> [Text for analysis]
____________
Gut 54:461-468 doi:10.1136/gut.2004.049171
  • Gastric cancer

Chromoendoscopic surveillance in hereditary diffuse gastric cancer: an alternative to prophylactic gastrectomy?

  1. D Shaw1,*,
  2. V Blair2,*,
  3. A Framp1,
  4. P Harawira3,
  5. M McLeod3,
  6. P Guilford4,
  7. S Parry5,
  8. A Charlton6,
  9. I Martin2
  1. 1Department of Medicine, Tauranga Hospital, Tauranga, New Zealand
  2. 2Department of Surgery, University of Auckland, Middlemore Hospital, Auckland, New Zealand
  3. 3Kimihauora Health Centre, Mount Maunganui, New Zealand
  4. 4Cancer Genetics Laboratory, Department of Biochemistry, University of Otago, Dunedin, New Zealand
  5. 5Department of Gastroenterology, Middlemore Hospital, Auckland, New Zealand
  6. 6Department of Pathology, Middlemore Hospital, Auckland, New Zealand
  1. Correspondence to:
    Dr D Shaw
    Tauranga Hospital, Private Bag 12 024, Tauranga, New Zealand;
  • Accepted 11 September 2004
  • Revised 14 August 2004


Background: Hereditary diffuse gastric cancer (HDGC) is defined by germline mutations in the E-cadherin gene, CDH-1. The first family in which CDH-1 mutations were identified was a large Maori kindred, where lifetime penetrance is 70%. Prophylactic gastrectomy is an unacceptable option for many mutation carriers. The results of annual chromoendoscopic surveillance using the methylene blue/congo red technique in 33 mutation carriers over a five year period are described.
____________
> [Dataset extract]
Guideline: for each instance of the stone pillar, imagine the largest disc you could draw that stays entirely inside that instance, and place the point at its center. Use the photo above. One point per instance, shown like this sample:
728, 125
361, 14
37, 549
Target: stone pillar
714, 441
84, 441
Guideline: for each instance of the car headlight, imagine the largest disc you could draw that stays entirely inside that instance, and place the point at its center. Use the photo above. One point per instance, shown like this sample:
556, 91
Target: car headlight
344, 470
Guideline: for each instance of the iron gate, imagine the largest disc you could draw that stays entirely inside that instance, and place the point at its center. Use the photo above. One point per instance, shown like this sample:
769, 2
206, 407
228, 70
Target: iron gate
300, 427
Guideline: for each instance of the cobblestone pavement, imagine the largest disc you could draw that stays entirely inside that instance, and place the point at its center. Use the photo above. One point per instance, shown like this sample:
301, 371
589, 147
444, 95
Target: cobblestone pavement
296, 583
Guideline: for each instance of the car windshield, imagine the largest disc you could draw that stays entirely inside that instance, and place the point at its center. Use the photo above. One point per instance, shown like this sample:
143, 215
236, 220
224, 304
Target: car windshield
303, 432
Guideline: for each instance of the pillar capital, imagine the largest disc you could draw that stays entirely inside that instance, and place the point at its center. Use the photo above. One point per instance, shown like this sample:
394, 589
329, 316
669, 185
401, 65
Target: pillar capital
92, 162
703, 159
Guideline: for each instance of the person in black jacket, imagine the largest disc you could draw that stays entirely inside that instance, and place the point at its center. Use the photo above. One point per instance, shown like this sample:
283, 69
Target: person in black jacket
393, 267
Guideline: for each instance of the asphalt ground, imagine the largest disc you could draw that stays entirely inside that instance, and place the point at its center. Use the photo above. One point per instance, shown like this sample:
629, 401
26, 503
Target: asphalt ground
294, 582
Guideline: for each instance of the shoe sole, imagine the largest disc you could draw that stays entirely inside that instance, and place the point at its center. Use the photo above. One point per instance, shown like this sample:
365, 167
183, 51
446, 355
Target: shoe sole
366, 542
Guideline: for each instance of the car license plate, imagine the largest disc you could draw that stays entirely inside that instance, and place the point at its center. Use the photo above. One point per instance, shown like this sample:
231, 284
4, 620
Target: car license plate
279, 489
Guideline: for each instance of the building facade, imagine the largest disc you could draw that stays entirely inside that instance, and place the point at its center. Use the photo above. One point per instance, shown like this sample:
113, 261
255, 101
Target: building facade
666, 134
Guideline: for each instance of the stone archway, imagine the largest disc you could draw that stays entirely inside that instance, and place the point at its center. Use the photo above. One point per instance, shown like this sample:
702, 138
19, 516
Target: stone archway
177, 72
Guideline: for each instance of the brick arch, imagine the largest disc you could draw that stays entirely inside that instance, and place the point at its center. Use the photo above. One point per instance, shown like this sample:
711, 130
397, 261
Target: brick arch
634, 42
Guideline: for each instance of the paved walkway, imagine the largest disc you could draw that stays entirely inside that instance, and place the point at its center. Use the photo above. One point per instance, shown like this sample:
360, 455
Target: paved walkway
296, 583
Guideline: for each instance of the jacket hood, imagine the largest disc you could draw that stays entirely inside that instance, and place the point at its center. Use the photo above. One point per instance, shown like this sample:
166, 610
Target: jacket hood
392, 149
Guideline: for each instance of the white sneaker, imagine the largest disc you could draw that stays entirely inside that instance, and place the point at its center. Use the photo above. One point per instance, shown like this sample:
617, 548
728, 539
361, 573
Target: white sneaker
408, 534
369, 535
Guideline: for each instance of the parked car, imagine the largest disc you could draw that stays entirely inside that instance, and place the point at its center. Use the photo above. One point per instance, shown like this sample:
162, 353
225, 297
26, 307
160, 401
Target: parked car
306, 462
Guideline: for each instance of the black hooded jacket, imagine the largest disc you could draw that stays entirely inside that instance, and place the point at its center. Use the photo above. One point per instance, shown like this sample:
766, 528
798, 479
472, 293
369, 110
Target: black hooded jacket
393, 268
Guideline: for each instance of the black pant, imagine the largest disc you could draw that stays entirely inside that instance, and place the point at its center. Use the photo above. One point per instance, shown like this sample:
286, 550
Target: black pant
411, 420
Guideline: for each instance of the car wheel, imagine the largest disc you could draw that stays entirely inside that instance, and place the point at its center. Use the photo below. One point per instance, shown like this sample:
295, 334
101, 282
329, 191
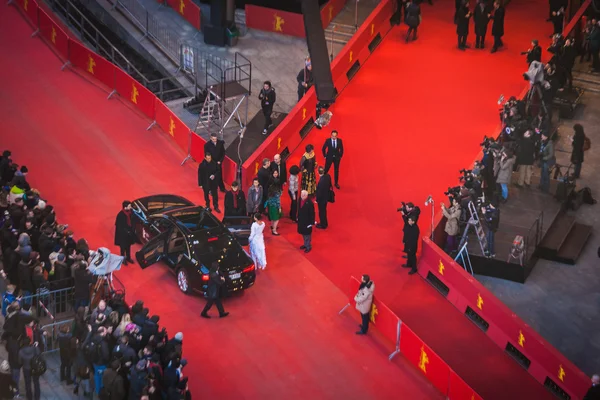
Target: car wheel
183, 281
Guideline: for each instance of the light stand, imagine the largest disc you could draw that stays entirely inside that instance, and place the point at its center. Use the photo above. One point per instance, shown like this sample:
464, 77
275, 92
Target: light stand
431, 202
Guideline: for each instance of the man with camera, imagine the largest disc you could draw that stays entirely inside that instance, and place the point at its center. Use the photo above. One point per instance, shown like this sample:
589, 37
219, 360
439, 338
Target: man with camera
491, 216
267, 100
408, 211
____________
> [Questions to answer]
[1] Answer these questions about the gastric cancer article:
(a) On what date was it accepted?
(b) Which hospital appears in the correspondence address?
(c) What lifetime penetrance is reported for the first family found to have CDH-1 mutations?
[2] Please rewrite the part of the gastric cancer article between "Background: Hereditary diffuse" and "period are described.", inclusive, swapping "annual" for "yearly".

> [Results of the exercise]
[1]
(a) 11 September 2004
(b) Tauranga Hospital
(c) 70%

[2]
Background: Hereditary diffuse gastric cancer (HDGC) is defined by germline mutations in the E-cadherin gene, CDH-1. The first family in which CDH-1 mutations were identified was a large Maori kindred, where lifetime penetrance is 70%. Prophylactic gastrectomy is an unacceptable option for many mutation carriers. The results of yearly chromoendoscopic surveillance using the methylene blue/congo red technique in 33 mutation carriers over a five year period are described.